[Opening PROVIDED DATA section]

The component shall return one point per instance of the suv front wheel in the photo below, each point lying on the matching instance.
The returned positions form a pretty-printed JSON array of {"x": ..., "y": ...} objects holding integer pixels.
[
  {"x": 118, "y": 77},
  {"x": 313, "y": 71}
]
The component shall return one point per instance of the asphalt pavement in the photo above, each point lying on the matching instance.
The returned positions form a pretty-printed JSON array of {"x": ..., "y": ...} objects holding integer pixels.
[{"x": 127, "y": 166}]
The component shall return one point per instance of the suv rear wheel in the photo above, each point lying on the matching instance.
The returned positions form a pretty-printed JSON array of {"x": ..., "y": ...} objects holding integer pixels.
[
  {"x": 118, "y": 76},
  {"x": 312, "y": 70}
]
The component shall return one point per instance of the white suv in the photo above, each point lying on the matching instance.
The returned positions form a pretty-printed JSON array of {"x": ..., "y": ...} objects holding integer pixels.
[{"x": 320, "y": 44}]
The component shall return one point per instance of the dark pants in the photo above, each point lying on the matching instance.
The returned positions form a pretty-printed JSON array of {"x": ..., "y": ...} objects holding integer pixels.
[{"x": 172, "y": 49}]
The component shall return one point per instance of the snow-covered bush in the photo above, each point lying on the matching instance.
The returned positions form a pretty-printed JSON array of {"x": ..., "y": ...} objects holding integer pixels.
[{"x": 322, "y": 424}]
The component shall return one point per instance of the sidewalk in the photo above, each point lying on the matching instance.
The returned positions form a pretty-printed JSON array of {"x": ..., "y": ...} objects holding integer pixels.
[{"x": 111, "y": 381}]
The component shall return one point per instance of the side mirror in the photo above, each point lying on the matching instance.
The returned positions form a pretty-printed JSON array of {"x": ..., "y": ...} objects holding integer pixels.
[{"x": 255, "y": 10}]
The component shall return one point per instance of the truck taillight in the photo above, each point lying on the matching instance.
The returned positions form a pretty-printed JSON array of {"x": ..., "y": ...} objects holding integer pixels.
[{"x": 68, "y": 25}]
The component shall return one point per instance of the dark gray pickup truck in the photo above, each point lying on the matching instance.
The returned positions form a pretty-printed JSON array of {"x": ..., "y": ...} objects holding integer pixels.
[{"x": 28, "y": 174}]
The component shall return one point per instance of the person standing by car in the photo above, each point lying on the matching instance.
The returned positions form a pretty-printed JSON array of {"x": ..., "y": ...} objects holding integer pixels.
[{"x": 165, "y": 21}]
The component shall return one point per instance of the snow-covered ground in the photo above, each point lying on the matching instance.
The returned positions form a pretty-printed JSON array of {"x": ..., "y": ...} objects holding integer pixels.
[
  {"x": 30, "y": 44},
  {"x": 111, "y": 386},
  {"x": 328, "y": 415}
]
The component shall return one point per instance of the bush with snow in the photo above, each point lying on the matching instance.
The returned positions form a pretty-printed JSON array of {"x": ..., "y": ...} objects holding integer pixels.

[Closing PROVIDED DATA section]

> _PROBLEM TO WORK ON_: Among the lines above, find those with the word "dark". Copy them.

> _RESULT OF THE TASK_:
The component shall return one point per instance of the dark pants in the photo above, each point lying on the matching instance.
The component shall return one point per instance of the dark gray pickup truck in the photo above, each point lying on the matching instance.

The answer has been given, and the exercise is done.